## TASK DESCRIPTION
For this exercise, return the line containing "Tag the white" and every line after it through the end of the records below, without alteration.

(INPUT DATA)

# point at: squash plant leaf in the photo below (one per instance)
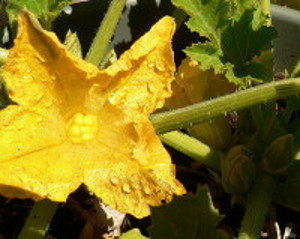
(192, 216)
(45, 10)
(237, 35)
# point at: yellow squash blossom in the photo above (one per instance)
(75, 124)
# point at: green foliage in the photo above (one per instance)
(193, 216)
(45, 10)
(132, 234)
(237, 33)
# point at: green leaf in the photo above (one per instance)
(208, 17)
(208, 54)
(192, 216)
(132, 234)
(237, 36)
(45, 10)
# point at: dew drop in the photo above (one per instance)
(151, 65)
(126, 188)
(160, 66)
(147, 190)
(114, 180)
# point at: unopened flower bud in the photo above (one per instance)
(278, 156)
(238, 170)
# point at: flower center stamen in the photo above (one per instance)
(82, 128)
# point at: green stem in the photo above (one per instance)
(38, 221)
(105, 32)
(266, 7)
(193, 148)
(257, 206)
(257, 118)
(3, 55)
(197, 113)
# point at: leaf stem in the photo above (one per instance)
(38, 221)
(99, 46)
(193, 148)
(3, 56)
(197, 113)
(257, 206)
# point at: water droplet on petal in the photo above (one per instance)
(147, 190)
(126, 188)
(151, 65)
(160, 66)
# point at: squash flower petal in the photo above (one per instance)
(76, 124)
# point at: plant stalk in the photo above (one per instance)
(193, 148)
(257, 206)
(3, 56)
(106, 30)
(200, 112)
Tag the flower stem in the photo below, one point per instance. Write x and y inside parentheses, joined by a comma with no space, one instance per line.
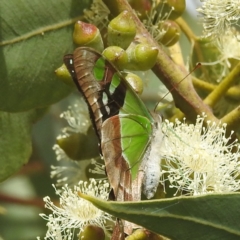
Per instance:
(170,73)
(223,87)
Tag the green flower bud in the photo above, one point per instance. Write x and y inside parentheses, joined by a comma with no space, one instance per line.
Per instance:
(86,34)
(142,7)
(171,8)
(121,30)
(172,33)
(135,81)
(64,75)
(91,232)
(141,57)
(117,56)
(79,146)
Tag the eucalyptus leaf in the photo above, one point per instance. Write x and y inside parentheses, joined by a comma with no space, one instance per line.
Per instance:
(15,141)
(34,37)
(214,216)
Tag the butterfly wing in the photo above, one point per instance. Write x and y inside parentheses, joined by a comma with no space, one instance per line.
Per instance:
(122,122)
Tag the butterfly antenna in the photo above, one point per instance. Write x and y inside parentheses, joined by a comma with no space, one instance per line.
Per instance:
(173,88)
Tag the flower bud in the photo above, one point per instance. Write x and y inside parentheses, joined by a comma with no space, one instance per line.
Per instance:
(141,57)
(117,56)
(121,30)
(172,33)
(86,34)
(63,73)
(135,81)
(172,9)
(79,146)
(92,232)
(142,7)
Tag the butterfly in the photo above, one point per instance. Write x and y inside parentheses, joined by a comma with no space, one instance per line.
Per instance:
(129,135)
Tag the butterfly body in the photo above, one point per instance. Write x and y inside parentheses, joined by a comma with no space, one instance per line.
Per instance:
(123,124)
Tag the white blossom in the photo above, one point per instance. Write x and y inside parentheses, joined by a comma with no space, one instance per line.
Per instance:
(218,16)
(200,160)
(74,212)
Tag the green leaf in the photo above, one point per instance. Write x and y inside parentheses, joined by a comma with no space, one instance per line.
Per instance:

(End INPUT DATA)

## EXERCISE ANSWER
Tag the white blossom in the photo above, one point per instance. Write x and y inside parentheses, joined by a comma with no space, one instance per line.
Per instance:
(218,16)
(200,160)
(74,212)
Tag the green leaf in the photo above, one point per instance. Write x and y inside parentheses, joined by a comma with no space, one instance per line.
Per instance:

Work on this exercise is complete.